HOW TO COMPLETE THIS TASK: Among the lines below, restate word for word only those from the line with "Query: red corrugated metal wall" through the line with "tag the dark sedan, one point per instance.", with both end lines kept.

******

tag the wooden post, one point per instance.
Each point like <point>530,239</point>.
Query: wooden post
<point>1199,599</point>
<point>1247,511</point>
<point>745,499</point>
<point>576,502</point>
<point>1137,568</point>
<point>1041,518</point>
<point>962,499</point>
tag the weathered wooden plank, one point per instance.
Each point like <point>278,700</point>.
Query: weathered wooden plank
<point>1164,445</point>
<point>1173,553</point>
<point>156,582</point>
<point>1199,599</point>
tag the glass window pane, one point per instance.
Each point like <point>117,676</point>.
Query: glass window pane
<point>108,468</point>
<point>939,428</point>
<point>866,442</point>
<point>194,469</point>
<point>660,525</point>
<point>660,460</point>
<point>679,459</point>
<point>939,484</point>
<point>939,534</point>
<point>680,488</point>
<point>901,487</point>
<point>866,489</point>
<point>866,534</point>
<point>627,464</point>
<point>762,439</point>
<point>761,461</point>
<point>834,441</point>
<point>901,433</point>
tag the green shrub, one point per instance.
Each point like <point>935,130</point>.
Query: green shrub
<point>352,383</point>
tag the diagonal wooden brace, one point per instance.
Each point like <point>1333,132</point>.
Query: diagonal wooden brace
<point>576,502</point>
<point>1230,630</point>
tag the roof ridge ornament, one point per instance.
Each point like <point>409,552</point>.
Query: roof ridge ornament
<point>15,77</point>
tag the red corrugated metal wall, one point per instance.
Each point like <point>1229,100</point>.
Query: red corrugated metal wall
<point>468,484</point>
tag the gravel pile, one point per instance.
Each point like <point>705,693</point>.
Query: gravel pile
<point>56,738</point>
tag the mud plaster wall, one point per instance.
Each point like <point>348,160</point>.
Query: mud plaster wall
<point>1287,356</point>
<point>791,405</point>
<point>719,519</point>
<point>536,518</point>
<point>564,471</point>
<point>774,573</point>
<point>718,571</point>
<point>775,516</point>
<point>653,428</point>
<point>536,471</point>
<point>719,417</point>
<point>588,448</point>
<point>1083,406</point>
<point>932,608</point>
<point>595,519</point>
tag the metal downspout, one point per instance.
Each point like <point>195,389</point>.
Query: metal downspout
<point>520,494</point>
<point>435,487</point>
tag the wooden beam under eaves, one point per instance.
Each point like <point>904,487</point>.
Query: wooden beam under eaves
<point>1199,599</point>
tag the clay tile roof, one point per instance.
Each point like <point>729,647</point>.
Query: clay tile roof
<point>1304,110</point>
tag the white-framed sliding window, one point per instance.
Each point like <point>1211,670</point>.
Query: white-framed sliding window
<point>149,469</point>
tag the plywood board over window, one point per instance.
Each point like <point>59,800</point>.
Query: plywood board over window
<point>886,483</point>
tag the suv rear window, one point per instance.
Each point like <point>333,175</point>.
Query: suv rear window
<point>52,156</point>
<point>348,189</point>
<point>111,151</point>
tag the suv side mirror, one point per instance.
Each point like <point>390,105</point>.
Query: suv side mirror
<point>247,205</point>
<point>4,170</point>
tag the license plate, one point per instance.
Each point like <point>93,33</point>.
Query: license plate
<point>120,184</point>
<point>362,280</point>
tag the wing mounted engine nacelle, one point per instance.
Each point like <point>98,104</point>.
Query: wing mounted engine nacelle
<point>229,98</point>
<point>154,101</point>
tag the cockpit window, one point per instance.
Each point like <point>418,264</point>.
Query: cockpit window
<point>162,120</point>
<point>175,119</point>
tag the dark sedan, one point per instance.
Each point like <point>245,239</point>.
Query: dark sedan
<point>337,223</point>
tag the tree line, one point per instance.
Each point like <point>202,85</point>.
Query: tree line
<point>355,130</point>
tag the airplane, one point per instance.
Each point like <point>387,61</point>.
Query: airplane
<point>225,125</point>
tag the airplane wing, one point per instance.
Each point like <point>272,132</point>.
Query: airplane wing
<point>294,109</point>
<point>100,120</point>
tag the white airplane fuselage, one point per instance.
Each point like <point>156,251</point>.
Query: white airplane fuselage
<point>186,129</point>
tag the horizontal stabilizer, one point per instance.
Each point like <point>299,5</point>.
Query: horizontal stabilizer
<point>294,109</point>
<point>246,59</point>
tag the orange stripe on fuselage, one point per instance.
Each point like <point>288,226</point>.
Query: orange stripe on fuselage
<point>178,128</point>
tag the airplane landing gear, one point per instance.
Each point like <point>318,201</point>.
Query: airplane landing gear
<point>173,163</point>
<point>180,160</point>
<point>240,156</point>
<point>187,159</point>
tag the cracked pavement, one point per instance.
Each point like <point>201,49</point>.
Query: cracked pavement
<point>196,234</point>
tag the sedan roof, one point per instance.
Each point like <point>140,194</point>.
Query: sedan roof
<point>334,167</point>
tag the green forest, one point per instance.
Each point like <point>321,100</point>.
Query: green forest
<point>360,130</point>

******

WRITTEN SOLUTION:
Query: red corrugated metal wall
<point>468,484</point>
tag the gravel pile, one point per instance.
Each point like <point>705,693</point>.
Query: gravel pile
<point>56,738</point>
tag the mud plaster wall, one point per instance.
Each point like <point>348,160</point>.
Query: mud plaster wall
<point>1287,356</point>
<point>791,405</point>
<point>719,519</point>
<point>536,518</point>
<point>564,471</point>
<point>774,573</point>
<point>718,571</point>
<point>775,516</point>
<point>653,428</point>
<point>536,471</point>
<point>719,417</point>
<point>588,448</point>
<point>1083,406</point>
<point>932,608</point>
<point>595,519</point>
tag the metal downspout, one point per instance.
Each point like <point>195,389</point>.
Query: metal downspout
<point>520,494</point>
<point>435,487</point>
tag the wooden beam under eaves, one point per instance.
Each point like <point>904,487</point>.
Query: wooden beam under eaves
<point>1199,599</point>
tag the clay tile roof, one point per instance.
Each point like <point>729,647</point>.
Query: clay tile roof
<point>1304,110</point>
tag the white-framed sliding window, one point per instance.
Each point like <point>1211,670</point>.
Query: white-framed sliding window
<point>149,469</point>
tag the plywood board over window, one point per instance.
Each point like <point>59,800</point>.
Query: plywood board over window
<point>886,483</point>
tag the suv rear window, one point per instance.
Each point like <point>333,175</point>.
Query: suv rear window
<point>52,156</point>
<point>348,189</point>
<point>111,151</point>
tag the suv side mirror, one point per instance.
Each point like <point>390,105</point>.
Query: suv side mirror
<point>247,205</point>
<point>4,170</point>
tag the license plate, one point per instance.
Each point like <point>93,33</point>.
Query: license plate
<point>120,184</point>
<point>362,280</point>
tag the wing mounted engine nacelle, one point per instance.
Each point like <point>98,104</point>.
Query: wing mounted engine nacelle
<point>229,98</point>
<point>154,101</point>
tag the cockpit window, one point per instance.
Each point like <point>418,264</point>.
Query: cockpit window
<point>162,120</point>
<point>175,119</point>
tag the dark sedan, one point per instance.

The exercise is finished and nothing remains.